* TEXTO-BASE:
O personalismo rejeita tanto a concepção individualista, quanto a coletiva. Como resultado, não há que se considerar o predomínio do indivíduo, tampouco do coletivo. Assim, a solução deve ser buscada em cada caso, de acordo com as circunstâncias, e o desfecho pode ser a compatibilização entre os referidos valores, resultando numa ponderação onde se avaliará o que é pertinente ao indivíduo e o que se relaciona com o todo, mas que pode, igualmente, haver a predominância de um ou de outro valor.

Para Reale (1996), não existe valor que supere o da pessoa humana, de forma que a primazia pelo coletivismo não pode, jamais, sacrificar ou ferir o valor do ser humano. A pessoa é, então, o mínimo que o Estado ou outra instituição devem respeitar, e estes não podem nunca ultrapassar a valorização da pessoa humana.

Rocha (1999) aduz que toda pessoa humana é digna, singularidade considerada fundamental e insubstituível, e esta dignidade é ínsita à condição do ser humano, colocando-o acima de qualquer indagação.

Consoante Mota (2007), o ato de ser digno e a liberdade atrelam-se à pessoa humana, de forma indissolúvel, sendo uma das finalidades do Estado propiciar condições para que as pessoas se tornem dignas. Ou seja, enquanto cabe ao homem dar sentido à sua vida, ao Estado, cabe o dever de facilitar-lhe o exercício da sua liberdade.

Por fim, Rocha (1999) afirma que o princípio da dignidade da pessoa humana arraigou-se no constitucionalismo contemporâneo, fazendo-se valer em todos os ramos do Direito. Assim, a partir da sua adoção, estabeleceu-se uma nova forma de pensar a relação sócio-política baseada no sistema jurídico, passando a ser princípio e também o fim do Direito, hodiernamente, produzido, e observado nacional e internacionalmente.

2.2 A COMPREENSÃO DA DIGNIDADE HUMANA A PARTIR DA CONSTITUIÇÃO FEDERAL DE 1988

Segundo Santin (2007), a atual Carta Magna é qualificada como a mais democrática da história constitucional do Brasil, intitulada como a "Constituição Cidadã" pelo presidente da Assembléia Nacional Constituinte, Ulisses Guimarães. Durante a sua promulgação, este deputado ressaltou ser a mesma o documento da dignidade da pessoa humana, da democracia, da liberdade, da justiça social e da cidadania, de forma que a luta pela redemocratização do país e pela reafirmação dos anseios populares consolidar-se-iam, formalmente, através de sua promulgação.

* EXERCÍCIO PROPOSTO A: Troque "insubstituível" por "inalienável" no texto sobre a dignidade da pessoa humana e reescreva o trecho que começa em "Rocha (1999) aduz" e vai até "de qualquer indagação.".
* EXERCÍCIO PROPOSTO B: Dê continuidade ao texto sobre a dignidade da pessoa humana a partir da última frase apresentada.
Os registros não são necessários para resolver as tarefas.

* TRECHOS DOS REGISTROS:
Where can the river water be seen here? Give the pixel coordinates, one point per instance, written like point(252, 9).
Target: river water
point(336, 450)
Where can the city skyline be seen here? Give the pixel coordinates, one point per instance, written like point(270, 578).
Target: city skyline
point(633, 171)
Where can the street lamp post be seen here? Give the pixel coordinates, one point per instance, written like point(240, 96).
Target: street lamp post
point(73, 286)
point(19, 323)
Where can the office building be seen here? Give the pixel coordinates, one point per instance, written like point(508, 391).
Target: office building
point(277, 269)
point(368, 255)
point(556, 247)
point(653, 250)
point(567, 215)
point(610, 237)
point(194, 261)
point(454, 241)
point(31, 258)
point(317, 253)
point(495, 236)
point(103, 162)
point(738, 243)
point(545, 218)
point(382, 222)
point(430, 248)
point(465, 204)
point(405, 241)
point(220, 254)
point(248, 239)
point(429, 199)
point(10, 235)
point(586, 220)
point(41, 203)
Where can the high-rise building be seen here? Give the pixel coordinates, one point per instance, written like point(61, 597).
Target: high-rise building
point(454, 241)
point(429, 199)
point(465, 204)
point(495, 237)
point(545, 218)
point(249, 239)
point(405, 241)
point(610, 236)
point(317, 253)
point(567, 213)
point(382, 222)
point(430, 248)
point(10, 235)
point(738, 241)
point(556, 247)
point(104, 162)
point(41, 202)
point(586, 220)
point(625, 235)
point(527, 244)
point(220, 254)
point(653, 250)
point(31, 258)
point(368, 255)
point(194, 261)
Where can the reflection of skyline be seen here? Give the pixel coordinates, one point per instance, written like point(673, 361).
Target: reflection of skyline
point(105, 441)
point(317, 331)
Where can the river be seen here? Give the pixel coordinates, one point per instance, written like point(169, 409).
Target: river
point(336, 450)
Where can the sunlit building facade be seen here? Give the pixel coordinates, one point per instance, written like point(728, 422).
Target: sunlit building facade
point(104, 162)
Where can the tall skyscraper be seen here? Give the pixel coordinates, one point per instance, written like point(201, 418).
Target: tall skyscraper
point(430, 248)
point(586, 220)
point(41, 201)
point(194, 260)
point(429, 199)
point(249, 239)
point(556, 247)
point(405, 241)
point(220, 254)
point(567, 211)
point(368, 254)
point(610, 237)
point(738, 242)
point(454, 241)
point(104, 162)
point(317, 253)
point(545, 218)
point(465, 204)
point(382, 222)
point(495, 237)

--

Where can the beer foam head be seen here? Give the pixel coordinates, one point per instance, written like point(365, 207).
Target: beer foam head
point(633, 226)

* RESPOSTA ESPERADA A:
Rocha (1999) aduz que toda pessoa humana é digna, singularidade considerada fundamental e inalienável, e esta dignidade é ínsita à condição do ser humano, colocando-o acima de qualquer indagação.

* RESPOSTA ESPERADA B:
Assim, no âmbito interno brasileiro, importa destacar que um dos mais preciosos valores da ordem jurídica pátria, erigido como Princípio Fundamental, pela Constituição Federal de 1988, foi a dignidade da pessoa humana.

Santin (2007) aduz que a Lei Maior, ao consolidar a Nova República que nascia em 1988, baseou-se no respeito à pessoa, nos direitos fundamentais e nos princípios do Estado Constitucional Moderno, conferindo ao homem primazia e subordinando o Poder Público à ordem democrática constitucional. Esse foi um fato marcante, uma vez que representou para o povo brasileiro um marco nas lutas pelos direitos fundamentais ocorridas no Brasil, cuja sociedade encontrava-se imobilizada pelo autoritarismo da ditadura militar por mais de vinte anos. Pode-se afirmar, entre as conquistas alcançadas pelo novo Texto Supremo de 1988, que se destaca a inserção do princípio da dignidade da pessoa humana como um dos fundamentos de existência da Constituição Federal e do Estado Democrático de Direito inaugurado por esta Carta Política.

Então, o princípio da dignidade da pessoa humana compõe-se como a base de todos os direitos constitucionais, e, sobretudo, como orientador estatal, objetivando abolir os excessos que ocorreram durante o período da ditadura militar.

Rocha (1999) ressalta que as catástrofes humanas nas guerras motivaram a inclusão da dignidade da pessoa humana no Direito, como essência do sistema jurídico.

Observa-se que toda forma de desumanização atinge não apenas uma pessoa, mas, sim, toda a humanidade representada em cada homem, razão por que o princípio matricial do constitucionalismo contemporâneo, ou seja, o princípio da dignidade da pessoa humana se erigiu em axioma jurídico.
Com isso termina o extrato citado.